* _Required task_: Pull out and copy each line in the records below that contains the string "bride". Case counts, so a line matches only if the capitalization is the same.

[Start of Supplied data]

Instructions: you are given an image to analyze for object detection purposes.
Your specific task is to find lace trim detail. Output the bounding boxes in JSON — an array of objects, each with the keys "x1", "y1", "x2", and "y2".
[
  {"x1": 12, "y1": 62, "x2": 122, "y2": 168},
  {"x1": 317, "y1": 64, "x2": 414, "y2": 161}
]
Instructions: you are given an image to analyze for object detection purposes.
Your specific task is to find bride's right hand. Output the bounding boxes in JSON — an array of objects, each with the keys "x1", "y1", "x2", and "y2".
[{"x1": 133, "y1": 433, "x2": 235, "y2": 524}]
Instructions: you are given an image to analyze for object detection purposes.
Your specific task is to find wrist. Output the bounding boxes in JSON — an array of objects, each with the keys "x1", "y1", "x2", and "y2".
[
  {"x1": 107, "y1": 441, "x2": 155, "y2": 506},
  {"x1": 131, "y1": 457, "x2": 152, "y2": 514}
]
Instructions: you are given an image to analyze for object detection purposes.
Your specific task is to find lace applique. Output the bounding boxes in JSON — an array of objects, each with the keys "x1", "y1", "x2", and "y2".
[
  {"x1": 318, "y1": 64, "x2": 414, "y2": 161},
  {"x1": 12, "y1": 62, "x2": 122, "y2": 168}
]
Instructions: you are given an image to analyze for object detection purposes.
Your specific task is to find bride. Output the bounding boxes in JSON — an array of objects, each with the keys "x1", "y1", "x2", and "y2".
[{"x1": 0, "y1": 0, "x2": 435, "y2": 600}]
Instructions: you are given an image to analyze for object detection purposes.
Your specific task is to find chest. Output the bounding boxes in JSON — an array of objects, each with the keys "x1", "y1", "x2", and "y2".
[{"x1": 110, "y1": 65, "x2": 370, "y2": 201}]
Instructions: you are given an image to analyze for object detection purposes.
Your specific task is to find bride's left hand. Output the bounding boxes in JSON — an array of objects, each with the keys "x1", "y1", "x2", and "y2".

[End of Supplied data]

* _The solution_:
Your specific task is to find bride's right hand. Output the bounding boxes in JSON — an array of objects, each with the keys "x1", "y1", "x2", and "y2".
Your specific task is to find bride. Output the bounding boxes in JSON — an array of objects, each with the keys "x1", "y1", "x2", and "y2".
Your specific task is to find bride's left hand. Output the bounding boxes in JSON — an array of objects, each with the keys "x1", "y1", "x2", and "y2".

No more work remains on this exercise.